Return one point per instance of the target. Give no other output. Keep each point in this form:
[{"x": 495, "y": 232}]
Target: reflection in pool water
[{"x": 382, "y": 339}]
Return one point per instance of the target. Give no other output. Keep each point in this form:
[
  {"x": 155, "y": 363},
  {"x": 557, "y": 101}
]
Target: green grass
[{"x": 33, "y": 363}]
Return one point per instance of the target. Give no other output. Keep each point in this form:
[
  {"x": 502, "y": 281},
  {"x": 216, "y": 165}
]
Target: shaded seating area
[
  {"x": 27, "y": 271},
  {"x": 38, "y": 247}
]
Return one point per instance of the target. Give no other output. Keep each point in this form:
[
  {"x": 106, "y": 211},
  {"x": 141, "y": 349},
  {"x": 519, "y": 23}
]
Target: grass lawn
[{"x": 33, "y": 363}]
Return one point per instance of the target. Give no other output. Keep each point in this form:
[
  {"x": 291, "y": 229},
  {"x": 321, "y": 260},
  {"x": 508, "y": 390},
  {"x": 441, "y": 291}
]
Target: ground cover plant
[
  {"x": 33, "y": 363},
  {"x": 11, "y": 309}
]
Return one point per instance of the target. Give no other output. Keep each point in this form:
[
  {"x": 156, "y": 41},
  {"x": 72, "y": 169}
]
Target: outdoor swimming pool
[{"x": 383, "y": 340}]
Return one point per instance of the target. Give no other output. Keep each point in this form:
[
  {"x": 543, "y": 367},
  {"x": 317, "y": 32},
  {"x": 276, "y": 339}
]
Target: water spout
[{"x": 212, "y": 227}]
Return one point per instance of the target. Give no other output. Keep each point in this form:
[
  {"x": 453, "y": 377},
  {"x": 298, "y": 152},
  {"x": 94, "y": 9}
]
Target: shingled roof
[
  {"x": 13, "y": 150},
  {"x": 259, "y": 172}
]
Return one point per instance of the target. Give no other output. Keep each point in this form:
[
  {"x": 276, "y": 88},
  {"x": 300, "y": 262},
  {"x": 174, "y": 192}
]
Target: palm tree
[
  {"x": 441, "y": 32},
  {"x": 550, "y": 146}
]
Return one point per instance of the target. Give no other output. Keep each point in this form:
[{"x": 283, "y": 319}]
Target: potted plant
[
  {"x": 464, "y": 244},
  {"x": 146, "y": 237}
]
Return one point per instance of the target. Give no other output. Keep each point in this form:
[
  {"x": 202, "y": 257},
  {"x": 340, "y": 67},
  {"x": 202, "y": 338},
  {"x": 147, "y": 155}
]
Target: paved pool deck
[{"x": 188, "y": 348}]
========
■ What is needed ■
Copy out, in full, each line of the rows above that contains the word "plant".

■ Exercise response ■
Target: ground cover plant
Target: potted plant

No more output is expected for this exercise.